-------- TEXT SEGMENT
Re: Logical replication timeout problem

From: Ashutosh Bapat <ashutosh(dot)bapat(dot)oss(at)gmail(dot)com>
To: "wangw(dot)fnst(at)fujitsu(dot)com" <wangw(dot)fnst(at)fujitsu(dot)com>
Cc: Fabrice Chapuis <fabrice636861(at)gmail(dot)com>, Amit Kapila <amit(dot)kapila16(at)gmail(dot)com>, Euler Taveira <euler(at)eulerto(dot)com>, Masahiko Sawada <sawada(dot)mshk(at)gmail(dot)com>, "Hayato Kuroda (Fujitsu)" <kuroda(dot)hayato(at)fujitsu(dot)com>, Peter Smith <smithpb2250(at)gmail(dot)com>, Simon Riggs <simon(dot)riggs(at)enterprisedb(dot)com>, Petr Jelinek <petr(dot)jelinek(at)enterprisedb(dot)com>, "tanghy(dot)fnst(at)fujitsu(dot)com" <tanghy(dot)fnst(at)fujitsu(dot)com>, PostgreSQL Hackers <pgsql-hackers(at)lists(dot)postgresql(dot)org>, Ajin Cherian <itsajin(at)gmail(dot)com>
Subject: Re: Logical replication timeout problem
Date: 2023-01-06 07:05:31
Message-ID: CAExHW5uALmiA4ZHSAdVwjsqiUCRzy+BjKr4RS_MpDomHuvJcLA@mail.gmail.com
Views: Raw Message | Whole Thread | Download mbox | Resend email
Thread:
Lists: pgsql-hackers

Hi Wang,
Thanks for working on this. One of our customer faced a similar
situation when running BDR with PostgreSQL.

I tested your patch and it solves the problem.

Please find some review comments below

On Tue, Nov 8, 2022 at 8:34 AM wangw(dot)fnst(at)fujitsu(dot)com
<wangw(dot)fnst(at)fujitsu(dot)com> wrote:
>
>
> Attach the patch.
----------------
-------- MATERIAL SHOWN
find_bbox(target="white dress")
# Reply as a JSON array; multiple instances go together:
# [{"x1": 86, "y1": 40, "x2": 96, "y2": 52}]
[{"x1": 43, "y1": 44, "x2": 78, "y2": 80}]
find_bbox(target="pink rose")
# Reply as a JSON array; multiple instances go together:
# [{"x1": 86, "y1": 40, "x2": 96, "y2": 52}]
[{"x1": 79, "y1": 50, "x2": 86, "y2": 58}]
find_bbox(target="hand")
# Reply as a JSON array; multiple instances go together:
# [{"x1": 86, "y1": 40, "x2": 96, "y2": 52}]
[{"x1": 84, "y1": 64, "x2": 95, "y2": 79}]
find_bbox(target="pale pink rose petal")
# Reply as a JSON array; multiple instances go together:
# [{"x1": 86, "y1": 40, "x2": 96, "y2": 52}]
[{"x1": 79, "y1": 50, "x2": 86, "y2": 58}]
----------------
PROBLEMS AND TASKS:
a) Quote the message on logical replication timeouts from "I tested your" to "Attach the patch.".
b) In the message on logical replication timeouts, what was the customer running when it faced a similar situation?

REPLIES:
a)
I tested your patch and it solves the problem.

Please find some review comments below

On Tue, Nov 8, 2022 at 8:34 AM wangw(dot)fnst(at)fujitsu(dot)com
<wangw(dot)fnst(at)fujitsu(dot)com> wrote:
>
>
> Attach the patch.

b) BDR with PostgreSQL.